Saved data entries
################
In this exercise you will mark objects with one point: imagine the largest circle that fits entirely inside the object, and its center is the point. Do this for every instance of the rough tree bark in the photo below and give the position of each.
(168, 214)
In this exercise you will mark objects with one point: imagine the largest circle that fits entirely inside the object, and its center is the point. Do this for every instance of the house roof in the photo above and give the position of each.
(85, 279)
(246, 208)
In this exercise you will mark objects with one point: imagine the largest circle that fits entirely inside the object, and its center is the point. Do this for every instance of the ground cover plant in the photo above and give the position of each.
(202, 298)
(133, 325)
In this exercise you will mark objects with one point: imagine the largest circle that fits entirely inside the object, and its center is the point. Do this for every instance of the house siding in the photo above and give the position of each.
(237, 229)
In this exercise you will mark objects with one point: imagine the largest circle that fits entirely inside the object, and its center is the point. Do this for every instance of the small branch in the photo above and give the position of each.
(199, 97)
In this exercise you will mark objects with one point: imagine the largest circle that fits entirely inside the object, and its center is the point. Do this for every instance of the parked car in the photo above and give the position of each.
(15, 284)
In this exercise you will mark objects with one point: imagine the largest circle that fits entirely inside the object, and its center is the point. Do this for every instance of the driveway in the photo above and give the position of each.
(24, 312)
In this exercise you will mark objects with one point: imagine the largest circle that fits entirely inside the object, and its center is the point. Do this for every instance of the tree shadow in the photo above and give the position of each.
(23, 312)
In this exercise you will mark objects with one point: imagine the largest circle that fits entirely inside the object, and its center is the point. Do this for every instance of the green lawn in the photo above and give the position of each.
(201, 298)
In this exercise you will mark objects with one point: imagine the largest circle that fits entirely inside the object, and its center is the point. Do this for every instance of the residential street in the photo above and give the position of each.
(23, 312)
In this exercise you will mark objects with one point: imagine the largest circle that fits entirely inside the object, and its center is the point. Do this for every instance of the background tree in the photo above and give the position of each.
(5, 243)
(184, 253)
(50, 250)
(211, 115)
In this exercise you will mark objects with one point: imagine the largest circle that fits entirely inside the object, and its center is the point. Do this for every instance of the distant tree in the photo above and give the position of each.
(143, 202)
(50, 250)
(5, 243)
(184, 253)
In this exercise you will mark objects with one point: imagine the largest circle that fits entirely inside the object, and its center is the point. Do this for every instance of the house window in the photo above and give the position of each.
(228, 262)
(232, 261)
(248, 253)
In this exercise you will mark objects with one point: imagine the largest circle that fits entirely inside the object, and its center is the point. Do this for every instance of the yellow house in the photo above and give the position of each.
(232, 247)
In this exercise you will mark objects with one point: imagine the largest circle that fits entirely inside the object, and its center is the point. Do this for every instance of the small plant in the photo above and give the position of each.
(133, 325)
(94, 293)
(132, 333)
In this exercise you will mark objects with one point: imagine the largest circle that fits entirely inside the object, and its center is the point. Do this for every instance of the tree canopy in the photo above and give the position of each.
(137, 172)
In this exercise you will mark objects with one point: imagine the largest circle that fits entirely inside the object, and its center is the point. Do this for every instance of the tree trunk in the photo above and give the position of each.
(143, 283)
################
● Direction:
Render every line of the items above as a Markdown table with two columns, "Row" for the row number and "Line" for the line itself. Leave out blank lines.

● Exercise response:
| Row | Line |
|---|---|
| 1 | In this exercise you will mark objects with one point: imagine the largest circle that fits entirely inside the object, and its center is the point. Do this for every instance of the rough tree bark in the photo below and give the position of each. |
| 2 | (168, 214) |
| 3 | In this exercise you will mark objects with one point: imagine the largest circle that fits entirely inside the object, and its center is the point. Do this for every instance of the house roof in the photo above and give the position of each. |
| 4 | (85, 279) |
| 5 | (246, 208) |
| 6 | In this exercise you will mark objects with one point: imagine the largest circle that fits entirely inside the object, and its center is the point. Do this for every instance of the ground cover plant in the photo above and give the position of each. |
| 7 | (202, 298) |
| 8 | (133, 325) |
| 9 | In this exercise you will mark objects with one point: imagine the largest circle that fits entirely inside the object, and its center is the point. Do this for every instance of the house siding in the photo above and give the position of each. |
| 10 | (237, 229) |
| 11 | In this exercise you will mark objects with one point: imagine the largest circle that fits entirely inside the object, and its center is the point. Do this for every instance of the small branch in the photo above and give the position of each. |
| 12 | (199, 97) |
| 13 | In this exercise you will mark objects with one point: imagine the largest circle that fits entirely inside the object, and its center is the point. Do this for every instance of the parked car in the photo above and give the position of each. |
| 14 | (15, 284) |
| 15 | In this exercise you will mark objects with one point: imagine the largest circle that fits entirely inside the object, and its center is the point. Do this for every instance of the driveway in the photo above and give the position of each. |
| 16 | (24, 312) |
| 17 | In this exercise you will mark objects with one point: imagine the largest circle that fits entirely inside the object, and its center is the point. Do this for every instance of the tree shadow in the photo above and give the position of each. |
| 18 | (23, 312) |
| 19 | In this exercise you will mark objects with one point: imagine the largest circle that fits entirely inside the object, and its center is the point. Do this for every instance of the green lawn in the photo above and give the position of each. |
| 20 | (201, 298) |
| 21 | In this exercise you will mark objects with one point: imagine the largest circle that fits entirely inside the object, and its center is the point. Do this for every instance of the residential street in the photo above and give the position of each. |
| 22 | (23, 312) |
| 23 | In this exercise you will mark objects with one point: imagine the largest circle that fits entirely inside the object, and its center is the point. Do this for every instance of the background tree in the photo above and give the position of each. |
| 24 | (5, 243) |
| 25 | (184, 253) |
| 26 | (50, 250) |
| 27 | (211, 115) |
| 28 | In this exercise you will mark objects with one point: imagine the largest circle that fits entirely inside the object, and its center is the point. Do this for every instance of the distant tree in the photo above and give the position of each. |
| 29 | (143, 202) |
| 30 | (50, 250) |
| 31 | (5, 243) |
| 32 | (184, 253) |
| 33 | In this exercise you will mark objects with one point: imagine the largest circle that fits entirely inside the object, and its center is the point. Do this for every instance of the house window in the photo above and give the position of each. |
| 34 | (228, 262) |
| 35 | (232, 261) |
| 36 | (248, 253) |
| 37 | In this exercise you will mark objects with one point: imagine the largest circle that fits entirely inside the object, and its center is the point. Do this for every instance of the yellow house in the photo above and give the position of each. |
| 38 | (232, 247) |
| 39 | In this exercise you will mark objects with one point: imagine the largest circle that fits entirely inside the object, and its center is the point. Do this for every instance of the small plant in the photo above and give the position of each. |
| 40 | (133, 325) |
| 41 | (94, 293) |
| 42 | (132, 333) |
| 43 | In this exercise you will mark objects with one point: imagine the largest circle that fits entirely inside the object, and its center is the point. Do this for every instance of the tree canopy in the photo above and give the position of each. |
| 44 | (137, 172) |
| 45 | In this exercise you will mark objects with one point: imagine the largest circle that fits entirely inside the object, and its center is the point. Do this for every instance of the tree trunk in the photo above and give the position of each. |
| 46 | (143, 283) |